Texto de lectura =
Un simple bulto, malévolo, pérfido, cambió bruscamente nuestras vidas, las pulverizó. Se encendieron en mi vida familiar, hasta ahora dichosa, todas las luces de alarma… Luces de máxima intensidad que abrasaban las pupilas, con un sonido desgarrador, como el amenazador aullido de sirena cuando se fuga un preso de un campo de concentración o la perturbadora estridencia de la alarma que presagia un inminente bombardeo.
Toda la paz, placidez, alegría, se hizo añicos, se rasgó de cuajo, cual velo del templo ante la expiración de Cristo… Se derrumbó como una torre gemela. El desbocado avión del cáncer se estrelló trágicamente en nuestras vidas. Nos derrumbamos por completo ante el integrismo de su enfermedad.
Fue una carcoma fulminante, que en poco más de un año le arrancó la vida a pedazos, cuando no había llegado a sus cuarenta abriles. La vida es un soplo de hielo que va marchitando flores. Una flor de mayo, germinada el día de Santa Rita, ajándose sin remedio. La gran vitalidad de mi madre fue un juguete roto, devorado, por enloquecido pit bull, por las sanguinarias dentelladas de la enfermedad más atroz.
Su sufrimiento se revistió de Gólgota, con el alba de la pasión, la casulla del Calvario y la estola de la cruz. Cuando ella estaba peor, me privaban de verla por no acrecentar el dolor. Se grabó en mi retina y en mi alma, cual tatuaje de la Legión, la última vez que la vi. Fue una postal goyesca, dantesca más bien, que jamás olvidaré. Si el mismo Cristo se entristeció ante la muerte de Lázaro, puedo decir que la mirada de mi madre aquella tarde tenía una tristeza infinita. Era consciente de que se iba y de que no nos volvería a ver. Fue un hasta siempre, un hasta el cielo. Pienso en una gallina indefensa y rendida, despojada de sus polluelos en la misma puerta del matadero.

Material proporcionado =
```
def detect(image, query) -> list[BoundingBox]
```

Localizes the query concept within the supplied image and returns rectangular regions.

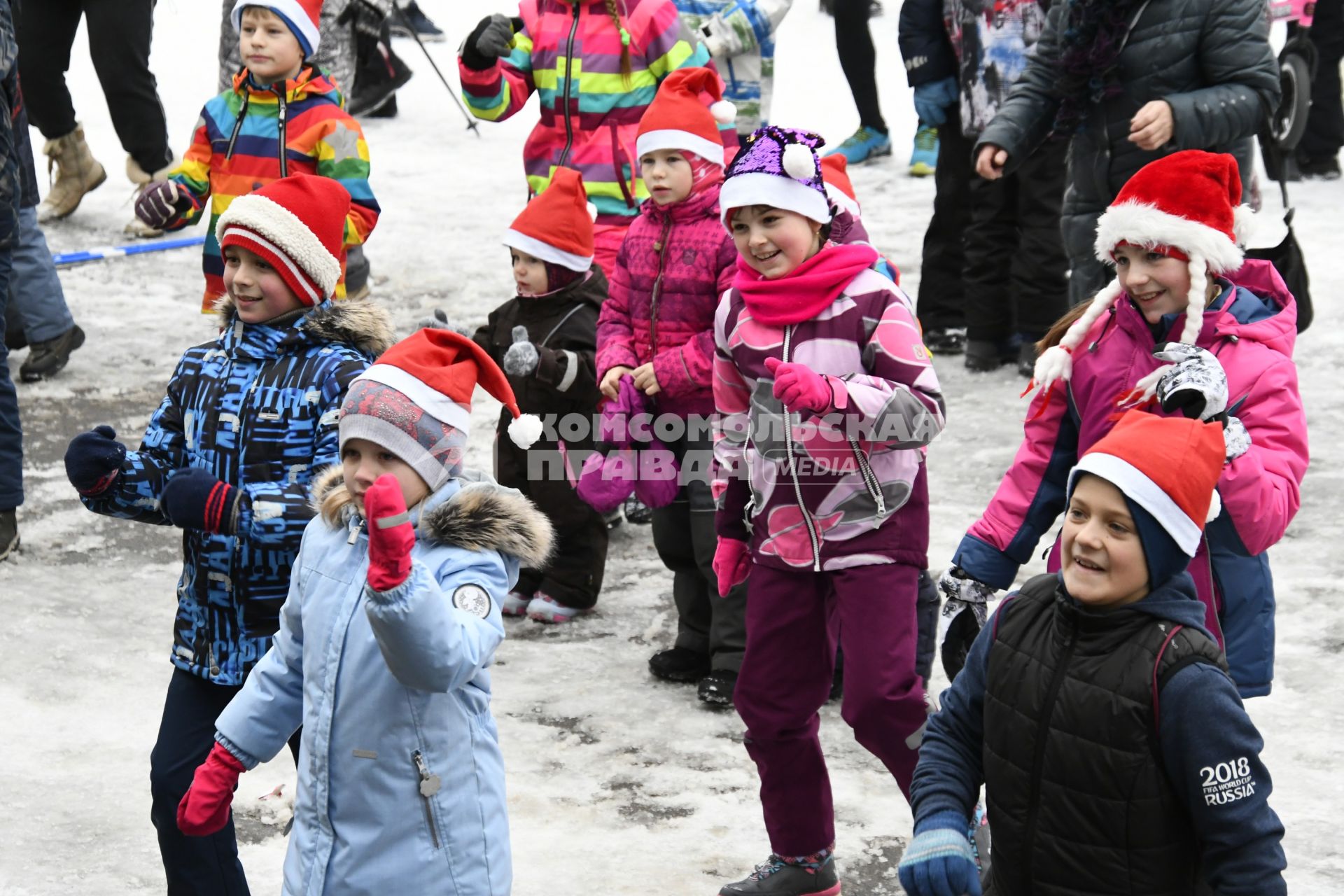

Tu tarea = Según el texto de lectura, ¿en cuánto tiempo le arrancó la vida la enfermedad a la madre?

Resultado del ejercicio = En poco más de un año.